DATASET CONTENT:

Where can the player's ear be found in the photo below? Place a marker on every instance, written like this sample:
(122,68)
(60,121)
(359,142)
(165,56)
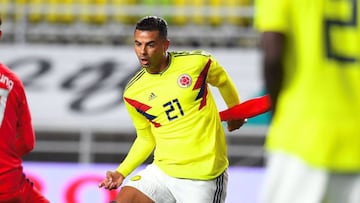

CHALLENGE: Copy the entries above word for word, keeping each line as it appears, and omit the picture from your copy.

THE SOLUTION:
Where can the player's ear be found in the photo below? Place a marker on every instance, written like this sample:
(122,68)
(60,121)
(359,142)
(165,56)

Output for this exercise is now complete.